Problem requirements: Print exactly what the entries say, line by line, from the first line down to the one with "# sample shape, e.g. [[345, 122]]", inclusive.
____ Exercise data
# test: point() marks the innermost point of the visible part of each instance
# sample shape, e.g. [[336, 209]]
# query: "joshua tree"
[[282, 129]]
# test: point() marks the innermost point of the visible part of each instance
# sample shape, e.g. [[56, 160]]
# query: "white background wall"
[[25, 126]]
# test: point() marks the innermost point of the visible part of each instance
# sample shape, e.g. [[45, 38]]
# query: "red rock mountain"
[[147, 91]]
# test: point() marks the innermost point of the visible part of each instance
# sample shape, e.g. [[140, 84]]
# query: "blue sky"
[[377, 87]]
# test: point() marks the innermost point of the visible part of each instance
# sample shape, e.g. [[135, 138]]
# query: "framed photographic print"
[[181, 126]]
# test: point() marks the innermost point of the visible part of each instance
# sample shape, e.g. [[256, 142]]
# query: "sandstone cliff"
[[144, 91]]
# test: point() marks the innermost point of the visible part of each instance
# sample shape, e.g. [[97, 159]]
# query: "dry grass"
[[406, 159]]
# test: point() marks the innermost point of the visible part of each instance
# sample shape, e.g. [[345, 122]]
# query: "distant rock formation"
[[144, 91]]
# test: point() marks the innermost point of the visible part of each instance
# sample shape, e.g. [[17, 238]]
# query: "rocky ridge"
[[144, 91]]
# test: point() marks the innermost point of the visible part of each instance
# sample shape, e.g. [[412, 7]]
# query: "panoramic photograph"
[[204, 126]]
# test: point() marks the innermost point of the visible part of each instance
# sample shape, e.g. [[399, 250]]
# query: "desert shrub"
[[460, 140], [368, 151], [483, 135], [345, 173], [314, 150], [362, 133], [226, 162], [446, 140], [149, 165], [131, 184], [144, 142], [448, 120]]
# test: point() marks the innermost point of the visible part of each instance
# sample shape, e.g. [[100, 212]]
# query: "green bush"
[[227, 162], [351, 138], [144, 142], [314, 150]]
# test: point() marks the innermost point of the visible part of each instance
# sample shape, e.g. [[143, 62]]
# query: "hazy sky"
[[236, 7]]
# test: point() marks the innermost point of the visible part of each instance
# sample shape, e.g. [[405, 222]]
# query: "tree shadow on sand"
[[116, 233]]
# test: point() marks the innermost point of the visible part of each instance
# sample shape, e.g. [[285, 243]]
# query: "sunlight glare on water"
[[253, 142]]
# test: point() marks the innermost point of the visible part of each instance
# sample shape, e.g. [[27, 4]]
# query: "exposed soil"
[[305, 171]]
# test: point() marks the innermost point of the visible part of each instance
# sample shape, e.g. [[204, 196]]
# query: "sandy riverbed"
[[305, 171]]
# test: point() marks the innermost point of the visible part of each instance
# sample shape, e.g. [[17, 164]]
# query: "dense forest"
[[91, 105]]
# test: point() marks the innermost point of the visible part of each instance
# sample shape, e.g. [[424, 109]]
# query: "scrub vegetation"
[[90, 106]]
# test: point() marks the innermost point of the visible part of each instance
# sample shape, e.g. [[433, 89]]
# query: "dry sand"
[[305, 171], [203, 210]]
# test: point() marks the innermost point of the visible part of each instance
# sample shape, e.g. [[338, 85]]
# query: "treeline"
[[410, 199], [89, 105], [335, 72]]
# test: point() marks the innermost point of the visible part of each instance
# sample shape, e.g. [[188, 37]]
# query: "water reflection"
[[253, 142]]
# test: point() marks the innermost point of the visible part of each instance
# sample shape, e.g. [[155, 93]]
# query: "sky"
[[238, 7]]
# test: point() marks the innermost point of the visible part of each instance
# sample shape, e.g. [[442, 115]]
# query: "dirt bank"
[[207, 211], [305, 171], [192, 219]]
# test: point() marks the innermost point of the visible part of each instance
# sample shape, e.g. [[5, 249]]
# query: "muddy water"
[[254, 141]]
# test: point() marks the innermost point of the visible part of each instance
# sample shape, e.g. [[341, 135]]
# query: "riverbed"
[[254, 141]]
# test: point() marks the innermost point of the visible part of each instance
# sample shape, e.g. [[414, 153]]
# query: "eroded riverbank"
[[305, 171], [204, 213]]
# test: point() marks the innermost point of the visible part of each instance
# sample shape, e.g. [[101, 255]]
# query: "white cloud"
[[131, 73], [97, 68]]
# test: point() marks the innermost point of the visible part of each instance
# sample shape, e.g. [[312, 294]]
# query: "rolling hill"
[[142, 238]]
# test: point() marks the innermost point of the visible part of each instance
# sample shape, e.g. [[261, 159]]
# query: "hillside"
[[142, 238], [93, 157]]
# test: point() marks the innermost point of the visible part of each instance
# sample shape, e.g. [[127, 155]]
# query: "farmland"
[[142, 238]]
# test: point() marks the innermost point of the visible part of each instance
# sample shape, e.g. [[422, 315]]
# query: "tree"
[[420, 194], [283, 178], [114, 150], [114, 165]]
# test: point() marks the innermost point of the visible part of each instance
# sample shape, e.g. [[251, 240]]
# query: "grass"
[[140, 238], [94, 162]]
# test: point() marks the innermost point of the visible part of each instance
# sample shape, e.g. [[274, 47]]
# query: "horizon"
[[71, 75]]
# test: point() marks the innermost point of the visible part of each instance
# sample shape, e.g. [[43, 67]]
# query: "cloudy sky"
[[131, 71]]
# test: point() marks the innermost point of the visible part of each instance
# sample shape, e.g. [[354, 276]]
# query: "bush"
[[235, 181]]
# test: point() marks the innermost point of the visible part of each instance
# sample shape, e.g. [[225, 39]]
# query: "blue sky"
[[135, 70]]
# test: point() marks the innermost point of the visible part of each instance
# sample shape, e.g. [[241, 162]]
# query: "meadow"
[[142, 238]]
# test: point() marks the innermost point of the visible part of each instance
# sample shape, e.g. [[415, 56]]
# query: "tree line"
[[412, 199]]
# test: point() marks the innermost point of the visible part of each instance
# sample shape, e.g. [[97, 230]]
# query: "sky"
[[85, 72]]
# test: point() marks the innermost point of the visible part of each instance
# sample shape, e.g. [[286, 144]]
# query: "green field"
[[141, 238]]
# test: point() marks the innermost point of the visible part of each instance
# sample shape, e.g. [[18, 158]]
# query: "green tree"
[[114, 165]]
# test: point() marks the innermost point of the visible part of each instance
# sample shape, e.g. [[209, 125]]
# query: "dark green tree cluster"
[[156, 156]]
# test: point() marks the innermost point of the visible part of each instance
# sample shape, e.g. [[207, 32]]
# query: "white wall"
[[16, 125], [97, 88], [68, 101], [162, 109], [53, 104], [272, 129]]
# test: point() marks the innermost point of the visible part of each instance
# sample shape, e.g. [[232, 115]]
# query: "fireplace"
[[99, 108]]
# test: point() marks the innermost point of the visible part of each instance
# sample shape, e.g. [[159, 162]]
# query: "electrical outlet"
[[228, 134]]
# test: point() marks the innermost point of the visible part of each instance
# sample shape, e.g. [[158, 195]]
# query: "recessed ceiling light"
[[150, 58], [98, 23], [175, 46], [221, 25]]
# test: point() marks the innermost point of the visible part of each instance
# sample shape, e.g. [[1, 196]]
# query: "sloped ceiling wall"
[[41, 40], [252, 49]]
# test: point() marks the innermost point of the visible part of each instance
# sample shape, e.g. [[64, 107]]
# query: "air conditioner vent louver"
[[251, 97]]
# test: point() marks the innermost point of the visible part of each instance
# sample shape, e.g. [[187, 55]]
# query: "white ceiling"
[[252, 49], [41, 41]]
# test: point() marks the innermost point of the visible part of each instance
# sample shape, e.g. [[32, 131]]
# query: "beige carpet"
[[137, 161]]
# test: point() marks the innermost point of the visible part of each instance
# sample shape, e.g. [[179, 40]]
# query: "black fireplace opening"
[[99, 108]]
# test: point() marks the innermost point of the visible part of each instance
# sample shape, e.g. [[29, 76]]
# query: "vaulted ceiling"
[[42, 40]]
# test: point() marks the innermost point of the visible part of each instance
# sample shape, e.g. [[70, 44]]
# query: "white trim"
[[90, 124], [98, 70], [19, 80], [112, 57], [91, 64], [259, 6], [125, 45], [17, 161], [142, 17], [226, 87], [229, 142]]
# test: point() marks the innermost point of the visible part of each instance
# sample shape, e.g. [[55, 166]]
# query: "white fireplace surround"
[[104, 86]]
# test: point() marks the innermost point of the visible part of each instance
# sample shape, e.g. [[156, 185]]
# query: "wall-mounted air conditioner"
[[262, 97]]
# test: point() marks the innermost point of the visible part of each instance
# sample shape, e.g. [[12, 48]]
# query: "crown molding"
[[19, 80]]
________
Written response:
# test: point() marks the innermost point of the visible part of each instance
# sample shape, e.g. [[336, 209]]
# query: "joshua tree"
[[282, 129]]
# test: point() marks the innermost point of the visible part of each instance
# sample shape, e.g. [[56, 160]]
# query: "white background wall"
[[25, 126]]
# test: point() marks the innermost point of the visible part of each instance
# sample shape, e.g. [[45, 38]]
# query: "red rock mountain"
[[147, 91]]
# test: point() marks the innermost point of the visible part of each instance
# sample shape, e.g. [[140, 84]]
# query: "blue sky"
[[377, 87]]
# test: point() marks the innermost point of the visible part of each instance
# sample shape, e.g. [[135, 138]]
# query: "framed photographic print"
[[181, 126]]
# test: point() marks the innermost point of the visible part of each instance
# sample shape, e.g. [[256, 142]]
# query: "sandstone cliff"
[[144, 91]]
# test: point() marks the innermost point of the visible part of each instance
# sample shape, e.g. [[97, 159]]
# query: "dry grass"
[[406, 159]]
# test: point() marks the innermost point of the visible part of each instance
# sample shape, e.g. [[345, 122]]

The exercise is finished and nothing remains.